*** Text section ***

One of the most unpleasant of the myriad unpleasantries associated with multiple sclerosis, for me anyway, is what I will call the brain buzz, if only for the sake of alliteration, and at the expense moreover of descriptive accuracy--for you see the phenomenon experienced is really more of a hiss than a buzz, though yet again not so much of a hiss as a hiccough tucked somewhere within the electrical pulsations at work within the gray blob otherwise known as my brain (itself more blob-like I think than most).
This, happily enough, is not a common nor an ongoing symptom, but one which arises at its own pleasure, whenever it will; and is, I believe, something that accompanies an active state of MS--a warning whisper, a rumor of war. It has become according to past experience my own diagnostic tool for identifying a relapse, just as reliable as the MRI, though much cheaper.
This buzz/hiss/pulse--this heavy breathing in my brain--comes along also with a sense of light-headedness and disorientation above the norm, and also vague nausea. Whenever this hits, I wonder first off what I can do about it, then remember that there is nothing to be done but to wait. It does finally go away on its own. So far, anyway.
I wonder if anyone else has this. It does seem that MS makes its attempt in each person to present an original character--so as to make each of us feel special, I think; and also to confuse doctors and frustrate timely diagnosis--and yet there are some common threads to be agreed upon--numbness and tingling in the extremities, for instance; fatigue; imbalance.
But how about the brain buzz in particular? Anyone out there feel me?

*** Data listing ***

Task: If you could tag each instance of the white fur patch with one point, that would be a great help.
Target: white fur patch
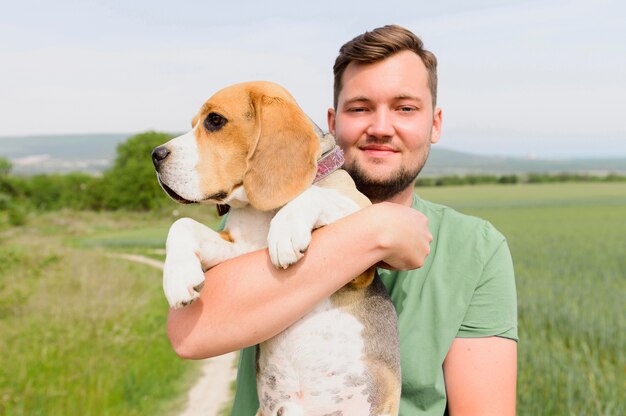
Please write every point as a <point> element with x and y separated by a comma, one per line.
<point>290,232</point>
<point>179,170</point>
<point>315,365</point>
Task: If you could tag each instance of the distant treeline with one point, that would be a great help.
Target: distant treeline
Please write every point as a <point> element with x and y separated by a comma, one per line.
<point>448,180</point>
<point>131,184</point>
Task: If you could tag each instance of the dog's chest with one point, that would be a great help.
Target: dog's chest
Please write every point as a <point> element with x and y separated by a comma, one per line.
<point>249,227</point>
<point>318,363</point>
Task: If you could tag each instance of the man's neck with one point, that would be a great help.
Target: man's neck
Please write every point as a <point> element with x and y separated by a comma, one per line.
<point>404,197</point>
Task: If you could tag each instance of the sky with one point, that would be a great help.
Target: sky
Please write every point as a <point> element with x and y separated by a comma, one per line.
<point>540,79</point>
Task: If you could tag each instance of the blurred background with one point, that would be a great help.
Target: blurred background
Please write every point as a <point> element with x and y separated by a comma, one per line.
<point>533,140</point>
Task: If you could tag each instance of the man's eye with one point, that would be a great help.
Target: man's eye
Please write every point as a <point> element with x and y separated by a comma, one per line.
<point>214,122</point>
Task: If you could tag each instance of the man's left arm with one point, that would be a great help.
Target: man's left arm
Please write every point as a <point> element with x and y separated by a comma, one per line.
<point>481,376</point>
<point>480,368</point>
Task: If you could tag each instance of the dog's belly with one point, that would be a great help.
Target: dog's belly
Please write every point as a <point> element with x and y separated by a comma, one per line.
<point>316,364</point>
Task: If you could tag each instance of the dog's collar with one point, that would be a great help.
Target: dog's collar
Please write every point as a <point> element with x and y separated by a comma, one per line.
<point>328,163</point>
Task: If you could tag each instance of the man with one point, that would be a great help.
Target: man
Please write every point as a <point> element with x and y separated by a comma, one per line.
<point>456,308</point>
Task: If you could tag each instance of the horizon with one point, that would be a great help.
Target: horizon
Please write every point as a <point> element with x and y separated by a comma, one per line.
<point>516,78</point>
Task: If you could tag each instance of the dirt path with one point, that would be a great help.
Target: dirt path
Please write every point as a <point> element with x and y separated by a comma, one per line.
<point>212,390</point>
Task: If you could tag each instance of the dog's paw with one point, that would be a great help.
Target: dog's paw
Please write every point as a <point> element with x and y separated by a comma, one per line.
<point>287,241</point>
<point>183,279</point>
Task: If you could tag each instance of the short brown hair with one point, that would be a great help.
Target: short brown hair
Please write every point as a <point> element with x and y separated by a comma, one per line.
<point>379,44</point>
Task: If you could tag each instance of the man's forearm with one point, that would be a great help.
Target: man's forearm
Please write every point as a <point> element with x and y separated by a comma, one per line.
<point>246,300</point>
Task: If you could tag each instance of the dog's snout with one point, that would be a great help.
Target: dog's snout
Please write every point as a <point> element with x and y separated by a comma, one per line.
<point>158,155</point>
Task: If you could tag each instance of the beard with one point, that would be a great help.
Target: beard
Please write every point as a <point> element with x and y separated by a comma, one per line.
<point>379,190</point>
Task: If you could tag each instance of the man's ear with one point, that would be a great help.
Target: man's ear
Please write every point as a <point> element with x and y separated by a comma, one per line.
<point>330,118</point>
<point>436,130</point>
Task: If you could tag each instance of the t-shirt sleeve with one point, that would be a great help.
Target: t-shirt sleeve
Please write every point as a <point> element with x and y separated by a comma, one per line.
<point>493,307</point>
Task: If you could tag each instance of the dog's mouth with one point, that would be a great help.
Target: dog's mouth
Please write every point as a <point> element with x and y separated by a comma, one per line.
<point>170,192</point>
<point>217,198</point>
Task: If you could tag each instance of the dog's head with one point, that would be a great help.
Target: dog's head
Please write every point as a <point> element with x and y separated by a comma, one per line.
<point>249,141</point>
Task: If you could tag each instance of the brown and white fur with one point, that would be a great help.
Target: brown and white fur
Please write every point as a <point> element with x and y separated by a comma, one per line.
<point>252,148</point>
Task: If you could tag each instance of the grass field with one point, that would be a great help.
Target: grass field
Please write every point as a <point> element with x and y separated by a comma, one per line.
<point>568,243</point>
<point>84,333</point>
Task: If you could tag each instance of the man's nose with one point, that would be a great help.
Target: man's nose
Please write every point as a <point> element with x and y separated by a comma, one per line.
<point>381,124</point>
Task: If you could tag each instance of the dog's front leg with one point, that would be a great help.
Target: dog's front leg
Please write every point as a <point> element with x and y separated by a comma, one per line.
<point>191,248</point>
<point>290,229</point>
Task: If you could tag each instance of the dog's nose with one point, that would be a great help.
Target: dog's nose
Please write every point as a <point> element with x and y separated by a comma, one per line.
<point>158,155</point>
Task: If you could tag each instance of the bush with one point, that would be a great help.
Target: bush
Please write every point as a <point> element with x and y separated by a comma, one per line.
<point>131,182</point>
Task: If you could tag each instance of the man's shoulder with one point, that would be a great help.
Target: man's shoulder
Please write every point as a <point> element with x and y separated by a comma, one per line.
<point>446,219</point>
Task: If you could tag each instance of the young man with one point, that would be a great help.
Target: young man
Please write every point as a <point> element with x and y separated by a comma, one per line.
<point>456,308</point>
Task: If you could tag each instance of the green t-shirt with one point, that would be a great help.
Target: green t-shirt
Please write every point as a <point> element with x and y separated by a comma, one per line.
<point>465,289</point>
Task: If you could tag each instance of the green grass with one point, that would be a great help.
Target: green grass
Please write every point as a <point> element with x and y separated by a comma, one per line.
<point>82,333</point>
<point>568,243</point>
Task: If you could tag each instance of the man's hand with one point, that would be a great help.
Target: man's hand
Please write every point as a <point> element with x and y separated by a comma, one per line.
<point>403,234</point>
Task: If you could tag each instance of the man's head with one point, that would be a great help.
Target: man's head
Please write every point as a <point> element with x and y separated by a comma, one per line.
<point>379,44</point>
<point>384,116</point>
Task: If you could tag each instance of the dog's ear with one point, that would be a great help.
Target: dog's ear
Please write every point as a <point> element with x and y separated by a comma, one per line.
<point>282,161</point>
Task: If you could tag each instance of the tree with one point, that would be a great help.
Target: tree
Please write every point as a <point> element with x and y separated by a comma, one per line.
<point>5,166</point>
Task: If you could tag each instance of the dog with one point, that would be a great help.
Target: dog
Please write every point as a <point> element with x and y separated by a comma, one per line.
<point>253,150</point>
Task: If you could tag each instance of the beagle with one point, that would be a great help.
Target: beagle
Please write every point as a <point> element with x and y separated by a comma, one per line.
<point>253,149</point>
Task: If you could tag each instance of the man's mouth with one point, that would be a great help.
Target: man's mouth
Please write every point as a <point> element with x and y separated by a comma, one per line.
<point>378,150</point>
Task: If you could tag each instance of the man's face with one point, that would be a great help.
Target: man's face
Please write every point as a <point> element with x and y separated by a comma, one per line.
<point>385,123</point>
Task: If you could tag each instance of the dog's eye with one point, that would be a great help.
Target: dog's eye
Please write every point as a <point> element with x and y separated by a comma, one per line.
<point>214,122</point>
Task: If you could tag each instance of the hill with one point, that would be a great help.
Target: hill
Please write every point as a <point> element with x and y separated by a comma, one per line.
<point>94,153</point>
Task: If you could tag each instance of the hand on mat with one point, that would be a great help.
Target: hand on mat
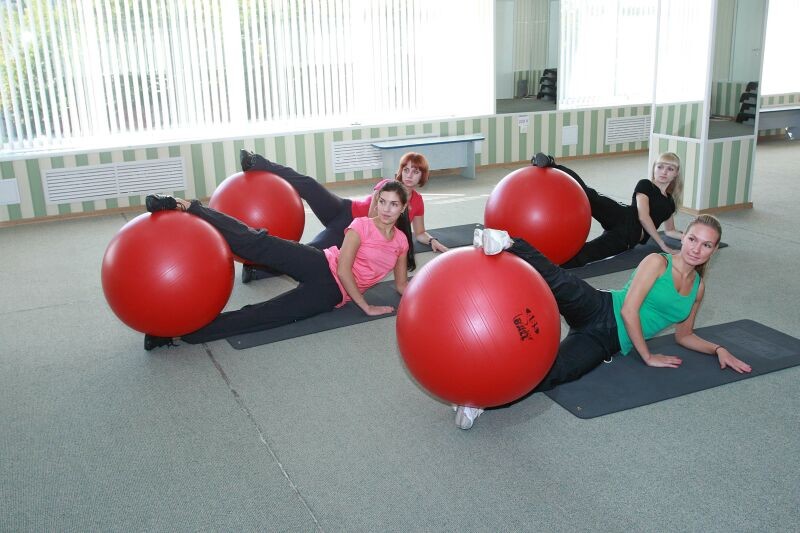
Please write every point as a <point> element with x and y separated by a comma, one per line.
<point>663,361</point>
<point>726,360</point>
<point>666,249</point>
<point>375,310</point>
<point>436,246</point>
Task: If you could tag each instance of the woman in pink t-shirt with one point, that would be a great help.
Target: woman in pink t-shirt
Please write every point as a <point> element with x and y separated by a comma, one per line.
<point>371,248</point>
<point>336,212</point>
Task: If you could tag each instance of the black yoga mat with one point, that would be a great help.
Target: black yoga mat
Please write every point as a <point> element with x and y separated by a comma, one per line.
<point>627,260</point>
<point>452,237</point>
<point>627,382</point>
<point>383,293</point>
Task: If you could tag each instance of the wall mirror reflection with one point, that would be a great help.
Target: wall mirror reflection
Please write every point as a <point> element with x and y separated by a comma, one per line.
<point>526,55</point>
<point>737,64</point>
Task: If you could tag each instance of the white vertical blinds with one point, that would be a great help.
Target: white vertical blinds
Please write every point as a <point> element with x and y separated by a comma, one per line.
<point>780,49</point>
<point>77,72</point>
<point>684,42</point>
<point>608,53</point>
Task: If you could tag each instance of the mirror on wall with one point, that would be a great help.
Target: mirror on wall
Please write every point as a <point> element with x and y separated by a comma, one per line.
<point>739,35</point>
<point>526,55</point>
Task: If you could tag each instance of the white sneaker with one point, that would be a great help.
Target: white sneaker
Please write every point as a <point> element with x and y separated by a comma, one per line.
<point>477,238</point>
<point>495,241</point>
<point>465,416</point>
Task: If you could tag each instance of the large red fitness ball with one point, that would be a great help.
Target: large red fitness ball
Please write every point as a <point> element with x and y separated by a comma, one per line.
<point>261,200</point>
<point>478,330</point>
<point>544,206</point>
<point>167,273</point>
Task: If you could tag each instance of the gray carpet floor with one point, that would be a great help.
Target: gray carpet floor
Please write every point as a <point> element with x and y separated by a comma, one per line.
<point>328,432</point>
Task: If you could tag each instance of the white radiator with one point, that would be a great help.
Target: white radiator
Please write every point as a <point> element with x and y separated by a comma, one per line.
<point>114,180</point>
<point>361,155</point>
<point>627,129</point>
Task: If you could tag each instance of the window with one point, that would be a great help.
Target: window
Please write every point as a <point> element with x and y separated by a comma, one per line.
<point>684,41</point>
<point>122,72</point>
<point>779,77</point>
<point>608,52</point>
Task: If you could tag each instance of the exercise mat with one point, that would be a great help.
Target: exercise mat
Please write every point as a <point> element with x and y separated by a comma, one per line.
<point>383,293</point>
<point>627,260</point>
<point>627,382</point>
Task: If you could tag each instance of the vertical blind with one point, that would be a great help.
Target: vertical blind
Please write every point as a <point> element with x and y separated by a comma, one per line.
<point>780,48</point>
<point>683,51</point>
<point>74,71</point>
<point>608,52</point>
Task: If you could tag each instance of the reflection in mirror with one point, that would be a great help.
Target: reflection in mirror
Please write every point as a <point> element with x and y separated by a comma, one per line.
<point>737,63</point>
<point>526,55</point>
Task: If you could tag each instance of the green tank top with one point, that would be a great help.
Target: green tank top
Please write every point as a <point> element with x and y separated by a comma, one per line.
<point>662,307</point>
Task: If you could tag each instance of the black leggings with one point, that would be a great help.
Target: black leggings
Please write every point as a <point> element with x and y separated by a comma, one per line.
<point>316,292</point>
<point>589,312</point>
<point>334,212</point>
<point>621,228</point>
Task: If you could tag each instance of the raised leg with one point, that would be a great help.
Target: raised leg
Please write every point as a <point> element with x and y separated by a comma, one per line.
<point>608,244</point>
<point>325,205</point>
<point>304,301</point>
<point>578,302</point>
<point>297,260</point>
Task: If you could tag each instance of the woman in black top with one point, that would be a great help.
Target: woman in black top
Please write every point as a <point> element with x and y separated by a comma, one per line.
<point>654,202</point>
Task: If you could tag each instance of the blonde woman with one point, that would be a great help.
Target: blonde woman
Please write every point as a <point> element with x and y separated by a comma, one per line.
<point>654,203</point>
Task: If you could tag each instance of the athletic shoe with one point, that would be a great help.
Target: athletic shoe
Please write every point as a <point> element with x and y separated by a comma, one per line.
<point>543,161</point>
<point>246,159</point>
<point>248,273</point>
<point>477,238</point>
<point>251,160</point>
<point>465,416</point>
<point>495,241</point>
<point>159,202</point>
<point>151,341</point>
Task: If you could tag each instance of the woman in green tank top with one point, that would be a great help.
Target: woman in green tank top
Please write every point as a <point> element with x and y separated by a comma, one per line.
<point>665,290</point>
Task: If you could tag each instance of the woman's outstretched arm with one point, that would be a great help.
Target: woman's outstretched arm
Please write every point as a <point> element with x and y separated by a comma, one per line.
<point>686,337</point>
<point>643,209</point>
<point>418,223</point>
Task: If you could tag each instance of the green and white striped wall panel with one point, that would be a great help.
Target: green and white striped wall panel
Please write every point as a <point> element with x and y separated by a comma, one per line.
<point>681,120</point>
<point>207,164</point>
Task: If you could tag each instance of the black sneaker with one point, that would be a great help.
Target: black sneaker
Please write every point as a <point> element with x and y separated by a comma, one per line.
<point>246,159</point>
<point>543,161</point>
<point>159,202</point>
<point>151,341</point>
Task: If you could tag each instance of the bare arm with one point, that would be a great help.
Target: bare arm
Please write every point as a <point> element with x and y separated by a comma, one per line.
<point>669,228</point>
<point>649,270</point>
<point>401,273</point>
<point>643,209</point>
<point>686,337</point>
<point>344,270</point>
<point>418,225</point>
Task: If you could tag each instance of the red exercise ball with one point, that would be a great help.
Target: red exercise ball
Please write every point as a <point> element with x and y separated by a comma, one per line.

***

Reproduce the entire post about the multiple sclerosis brain buzz word for word.

One of the most unpleasant of the myriad unpleasantries associated with multiple sclerosis, for me anyway, is what I will call the brain buzz, if only for the sake of alliteration, and at the expense moreover of descriptive accuracy--for you see the phenomenon experienced is really more of a hiss than a buzz, though yet again not so much of a hiss as a hiccough tucked somewhere within the electrical pulsations at work within the gray blob otherwise known as my brain (itself more blob-like I think than most).
This, happily enough, is not a common nor an ongoing symptom, but one which arises at its own pleasure, whenever it will; and is, I believe, something that accompanies an active state of MS--a warning whisper, a rumor of war. It has become according to past experience my own diagnostic tool for identifying a relapse, just as reliable as the MRI, though much cheaper.
This buzz/hiss/pulse--this heavy breathing in my brain--comes along also with a sense of light-headedness and disorientation above the norm, and also vague nausea. Whenever this hits, I wonder first off what I can do about it, then remember that there is nothing to be done but to wait. It does finally go away on its own. So far, anyway.
I wonder if anyone else has this. It does seem that MS makes its attempt in each person to present an original character--so as to make each of us feel special, I think; and also to confuse doctors and frustrate timely diagnosis--and yet there are some common threads to be agreed upon--numbness and tingling in the extremities, for instance; fatigue; imbalance.
But how about the brain buzz in particular? Anyone out there feel me?